Go line by line through the data below and work out how many lines contain "TARGET"; the answer is that number alone.
Information supplied Start Marker
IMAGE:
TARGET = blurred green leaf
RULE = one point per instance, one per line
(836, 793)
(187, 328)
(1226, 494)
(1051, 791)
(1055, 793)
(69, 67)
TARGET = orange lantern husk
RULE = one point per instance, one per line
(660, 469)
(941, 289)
Information supplied End Marker
[Output for this task]:
2